§ **Task**
Report, copied in full, each line of the items below that contains the string "rough". Case counts.

(Task material)

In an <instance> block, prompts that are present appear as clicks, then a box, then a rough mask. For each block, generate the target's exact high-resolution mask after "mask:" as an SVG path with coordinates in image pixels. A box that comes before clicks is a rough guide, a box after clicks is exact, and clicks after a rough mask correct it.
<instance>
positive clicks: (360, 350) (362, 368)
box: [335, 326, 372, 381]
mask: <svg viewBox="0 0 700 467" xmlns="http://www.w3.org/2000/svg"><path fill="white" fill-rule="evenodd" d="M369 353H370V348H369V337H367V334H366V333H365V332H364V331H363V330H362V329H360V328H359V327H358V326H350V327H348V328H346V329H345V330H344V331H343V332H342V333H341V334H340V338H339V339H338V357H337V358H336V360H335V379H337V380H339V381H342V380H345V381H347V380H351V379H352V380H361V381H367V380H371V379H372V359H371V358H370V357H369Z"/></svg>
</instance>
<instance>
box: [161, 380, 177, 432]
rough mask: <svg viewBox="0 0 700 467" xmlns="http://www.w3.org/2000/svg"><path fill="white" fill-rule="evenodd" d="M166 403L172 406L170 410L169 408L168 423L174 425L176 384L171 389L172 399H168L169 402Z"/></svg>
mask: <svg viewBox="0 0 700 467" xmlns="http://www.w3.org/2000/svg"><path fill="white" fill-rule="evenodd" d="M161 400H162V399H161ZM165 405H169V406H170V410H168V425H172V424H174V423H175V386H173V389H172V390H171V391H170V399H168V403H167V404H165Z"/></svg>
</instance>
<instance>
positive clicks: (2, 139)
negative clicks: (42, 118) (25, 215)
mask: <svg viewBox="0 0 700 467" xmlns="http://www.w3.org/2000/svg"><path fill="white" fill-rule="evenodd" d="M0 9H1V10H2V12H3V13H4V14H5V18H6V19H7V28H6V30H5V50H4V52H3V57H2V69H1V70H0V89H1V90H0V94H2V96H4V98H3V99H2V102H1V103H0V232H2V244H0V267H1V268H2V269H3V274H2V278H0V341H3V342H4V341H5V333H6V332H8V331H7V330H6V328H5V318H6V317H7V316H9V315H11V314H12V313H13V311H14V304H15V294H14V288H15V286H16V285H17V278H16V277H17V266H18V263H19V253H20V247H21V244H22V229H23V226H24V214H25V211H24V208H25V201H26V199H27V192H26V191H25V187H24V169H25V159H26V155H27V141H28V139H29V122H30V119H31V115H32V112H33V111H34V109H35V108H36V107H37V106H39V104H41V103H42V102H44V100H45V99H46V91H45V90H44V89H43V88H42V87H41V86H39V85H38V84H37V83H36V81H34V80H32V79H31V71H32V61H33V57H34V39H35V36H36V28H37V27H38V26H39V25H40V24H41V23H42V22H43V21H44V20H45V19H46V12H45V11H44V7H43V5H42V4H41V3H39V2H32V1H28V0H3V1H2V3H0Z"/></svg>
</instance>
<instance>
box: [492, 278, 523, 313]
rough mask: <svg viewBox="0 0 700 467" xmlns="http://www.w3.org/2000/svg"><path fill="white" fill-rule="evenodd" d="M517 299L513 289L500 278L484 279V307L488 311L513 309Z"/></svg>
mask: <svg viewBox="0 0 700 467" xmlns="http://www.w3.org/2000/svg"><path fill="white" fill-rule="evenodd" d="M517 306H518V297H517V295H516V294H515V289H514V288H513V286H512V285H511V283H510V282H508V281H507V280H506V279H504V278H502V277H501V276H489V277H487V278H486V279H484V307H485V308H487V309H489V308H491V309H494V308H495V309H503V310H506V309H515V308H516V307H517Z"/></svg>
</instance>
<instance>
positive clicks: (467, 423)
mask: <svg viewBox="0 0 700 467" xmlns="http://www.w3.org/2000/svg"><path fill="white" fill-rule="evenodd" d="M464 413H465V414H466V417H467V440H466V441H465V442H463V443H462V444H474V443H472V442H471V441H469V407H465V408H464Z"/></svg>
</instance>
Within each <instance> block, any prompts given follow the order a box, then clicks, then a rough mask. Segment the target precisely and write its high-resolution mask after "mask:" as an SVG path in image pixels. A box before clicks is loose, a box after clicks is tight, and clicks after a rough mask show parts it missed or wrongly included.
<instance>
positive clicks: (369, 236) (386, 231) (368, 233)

(End Task material)

§ **Answer to this exercise**
In an <instance> block, prompts that are present appear as clicks, then a box, then a rough mask. For each block, generate the target's exact high-resolution mask after "mask:" as an SVG path with coordinates in image pixels. A box that comes before clicks is a rough guide, a box after clicks is exact, and clicks after a rough mask correct it.
rough mask: <svg viewBox="0 0 700 467" xmlns="http://www.w3.org/2000/svg"><path fill="white" fill-rule="evenodd" d="M166 403L172 406L170 410L169 408L168 423L174 425L176 384L171 389L172 399H168L169 402Z"/></svg>
rough mask: <svg viewBox="0 0 700 467" xmlns="http://www.w3.org/2000/svg"><path fill="white" fill-rule="evenodd" d="M517 299L513 289L500 278L484 279V307L488 311L513 309Z"/></svg>
Within each <instance> block, any prompts given follow the order a box, then clicks, then a rough mask. Segment the target precisely and write its high-resolution mask after "mask:" as an SVG path in image pixels. A box before clicks is loose, a box after clicks is tight, and clicks after a rough mask show parts it missed or wrongly included.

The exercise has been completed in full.